_WHAT YOU WILL DO_: Can you set out every line of the records below as a numbered list, skipping any blank lines and leaving out the pictures?
[start of PROVIDED RECORDS]
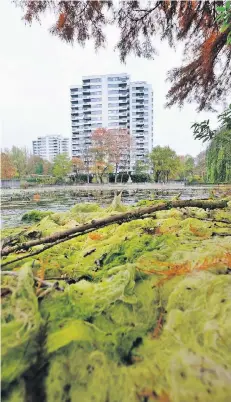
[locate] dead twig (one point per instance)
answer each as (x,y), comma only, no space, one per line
(123,217)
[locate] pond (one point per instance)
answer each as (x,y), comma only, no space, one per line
(16,202)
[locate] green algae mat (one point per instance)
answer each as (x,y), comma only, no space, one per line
(142,312)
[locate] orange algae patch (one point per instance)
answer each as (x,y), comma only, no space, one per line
(176,269)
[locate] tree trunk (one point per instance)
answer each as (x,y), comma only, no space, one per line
(119,218)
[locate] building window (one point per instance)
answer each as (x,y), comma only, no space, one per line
(117,79)
(113,111)
(113,104)
(95,80)
(116,98)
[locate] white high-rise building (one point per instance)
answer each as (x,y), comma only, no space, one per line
(49,146)
(112,101)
[end of PROVIDED RECORDS]
_ANSWER IN FULL_:
1. [locate] dead twig (one point per instance)
2. answer each as (x,y), comma only, no space, one per line
3. (123,217)
4. [locate] pond (one point per instance)
5. answer each as (x,y), comma only, no space, one per line
6. (16,202)
7. [locate] green algae mat (one point per instance)
8. answer each as (x,y), comma only, no space, one per line
9. (142,312)
10. [locate] orange algae patch (one point per instance)
11. answer each as (x,y), comma only, no space, one per line
12. (176,269)
13. [locate] tree trunk (one point per instance)
14. answer each as (x,y), comma only, no space, one per line
15. (119,218)
16. [locate] building window (one point per instance)
17. answer each as (x,y), comma only, no space, one per line
18. (117,79)
19. (113,111)
20. (113,104)
21. (95,80)
22. (116,98)
23. [locate] white high-rise building (one point per instance)
24. answer each as (x,y), comma only, no space, one per line
25. (49,146)
26. (112,101)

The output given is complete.